### Texte de lecture

•••

La théorie des petits pas permet d’indiquer à la personne qu’elle a du temps, que les choses se font petit à petit. Reprendre son travail est un moyen de se donner du temps, et de mettre en place, en parallèle ou au sein de son travail, un premier petit pas. Reprendre une activité qui correspond mieux comme bénévole, le we, pendant les congés. Expérimenter telle situation ou telle autre. Cette approche permet de prendre du recul et de ne pas mettre cette composante argent au centre de la réflexion.
Très souvent, quand la personne comprend où est son chemin, l’argent devient un moyen ou frein, mais n’est plus central. S’il faut faire des efforts pendant un ou 3 ans pour reprendre des études dans tel métier, cela devient réalisable. Une organisation se met en place pour atteindre son but.
L’argent et les proches du malade
Il est néanmoins un aspect à ne pas négliger avec l’argent. C’est la compréhension de l’argent par les proches. Les choix que va faire la personne à titre personnel vont avoir un impact sur les proches, les enfants, le conjoint, les amis, les parents. L’argent va être un vecteur de discussion et d’incompréhension potentiel fort. Nous avons vu que chacun voit dans l’argent une représentation de ses propres valeur intimes.

•••

### Consignes de l'exercice
a – Répondez à ces questions sur le texte sur l'argent, chacune sur sa propre ligne et marquée comme la question :
(i) Qu'est-ce que la théorie des petits pas permet d'indiquer à la personne ?
(ii) Que devient l'argent quand la personne comprend où est son chemin ?
(iii) Quels proches sont nommés comme touchés par les choix de la personne ?
b – Poursuivez le texte sur l'argent à partir de sa dernière phrase, s'il vous plaît.
Les lignes forment un matériel indépendant du texte sur l'argent.

•••

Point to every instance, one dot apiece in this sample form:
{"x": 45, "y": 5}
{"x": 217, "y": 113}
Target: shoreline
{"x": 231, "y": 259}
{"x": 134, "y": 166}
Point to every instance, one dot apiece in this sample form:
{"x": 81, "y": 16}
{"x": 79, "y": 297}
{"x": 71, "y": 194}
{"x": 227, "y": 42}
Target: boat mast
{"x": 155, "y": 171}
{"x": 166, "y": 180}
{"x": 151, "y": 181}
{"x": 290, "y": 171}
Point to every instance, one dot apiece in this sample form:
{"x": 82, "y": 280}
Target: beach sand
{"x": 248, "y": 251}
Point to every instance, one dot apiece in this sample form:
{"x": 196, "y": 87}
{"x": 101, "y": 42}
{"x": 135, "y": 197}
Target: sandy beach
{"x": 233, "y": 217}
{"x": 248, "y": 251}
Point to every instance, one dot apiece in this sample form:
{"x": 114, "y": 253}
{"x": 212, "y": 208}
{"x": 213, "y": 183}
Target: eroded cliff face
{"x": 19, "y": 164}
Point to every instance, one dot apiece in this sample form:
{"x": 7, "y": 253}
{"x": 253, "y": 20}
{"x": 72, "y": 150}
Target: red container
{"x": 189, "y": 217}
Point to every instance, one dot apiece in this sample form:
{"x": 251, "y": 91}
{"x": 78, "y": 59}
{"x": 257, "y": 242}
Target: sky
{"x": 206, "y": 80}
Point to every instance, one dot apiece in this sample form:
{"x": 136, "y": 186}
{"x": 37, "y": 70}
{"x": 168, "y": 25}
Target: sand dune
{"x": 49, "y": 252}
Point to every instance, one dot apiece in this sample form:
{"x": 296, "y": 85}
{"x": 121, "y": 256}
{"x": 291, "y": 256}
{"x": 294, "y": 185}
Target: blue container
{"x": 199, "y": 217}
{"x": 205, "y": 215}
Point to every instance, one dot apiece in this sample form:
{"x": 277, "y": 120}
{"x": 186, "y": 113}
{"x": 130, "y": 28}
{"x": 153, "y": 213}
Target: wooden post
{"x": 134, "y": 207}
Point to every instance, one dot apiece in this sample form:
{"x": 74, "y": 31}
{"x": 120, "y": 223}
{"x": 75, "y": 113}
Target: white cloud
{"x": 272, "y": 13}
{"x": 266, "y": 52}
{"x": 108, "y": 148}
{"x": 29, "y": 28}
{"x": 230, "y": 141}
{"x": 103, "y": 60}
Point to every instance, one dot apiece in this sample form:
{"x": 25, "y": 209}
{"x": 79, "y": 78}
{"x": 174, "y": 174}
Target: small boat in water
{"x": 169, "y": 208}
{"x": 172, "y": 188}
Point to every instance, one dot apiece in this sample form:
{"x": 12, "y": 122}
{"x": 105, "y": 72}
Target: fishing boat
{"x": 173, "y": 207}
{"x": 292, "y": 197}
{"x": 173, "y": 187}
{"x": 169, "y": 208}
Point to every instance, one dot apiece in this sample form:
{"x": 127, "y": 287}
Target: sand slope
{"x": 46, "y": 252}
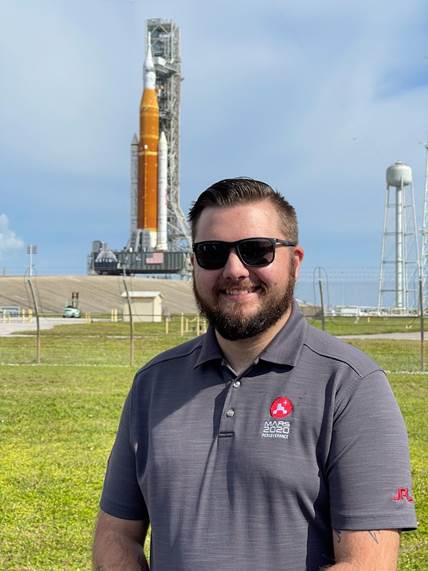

•••

### Réponses attendues
a –
(i) Elle permet de lui indiquer qu'elle a du temps, que les choses se font petit à petit.
(ii) Il devient un moyen ou un frein, mais n'est plus central.
(iii) Les enfants, le conjoint, les amis et les parents.

b –
Le conjoint peut ne pas comprendre le chemin réalisé par sa moitié d’une part, mais très bien comprendre l’impact pécuniaire qu’il peut avoir. L’argent, ou souvent le manque d’argent, le moins d’argent, va impacter directement la représentation que s’en fait le conjoint. Cela peut être vécu comme une déchéance sociale, comme une souffrance par rapport au regard des proches, comme un critique des parents, comme une injustice par les enfants.
Bien entendu, tout cela peut se résoudre par la discussion, le dialogue ? Ou pas ! L’argent est un levier puissant pour séparer les personnes, quoi qu’on en dise. C’est également un non sujet. Très rarement, les conjoints vous avoueront l’argent comme sujet de durcissement de leur position. Pour y parvenir sans se mentir, il faut avoir réalisé un travail sur la représentation de l’argent pour soi, donc un travail sur ses propres valeurs.
Quel périmètre pour l’accompagnement après burnout ou cancer ?
Concrètement, cela suppose pour un accompagnement de prendre en compte l’entourage de la personne face à des changements de cap pressenti. Il n’est pas possible de ne parler que travail dans ces accompagnements là. C’est sans doute le cas dans d’autres types d’accompagnements, mais là tout particulièrement. Il est difficile de ne pas tenter de comprendre ce qui se joue aussi à la maison.
Avec une difficulté particulière, qui est le mandat d’accompagnement centré sur le travail. Pour une seule personne. L’accompagnant n’a pas de légitimité pour travailler avec toute la famille. Ce n’est pas une thérapie de couple ou familiale ! C’est là une vraie difficulté. Comme faire lorsqu’on pressent que l’argent, ou la diminution d’argent, ou une autre problématique d’ailleurs, est un vrai raidissement au niveau familial, même si le premier concerné n’y accorde plus le même intérêt.
Concrètement, l’argent est souvent un sujet clé dans les situations de réintégration, que ce soit après un cancer ou un burnout. C’est soit un facteur limitant soit un allié. Il ne peut être évité non seulement pour la personne mais également pour son impact l’environnement de celle-ci.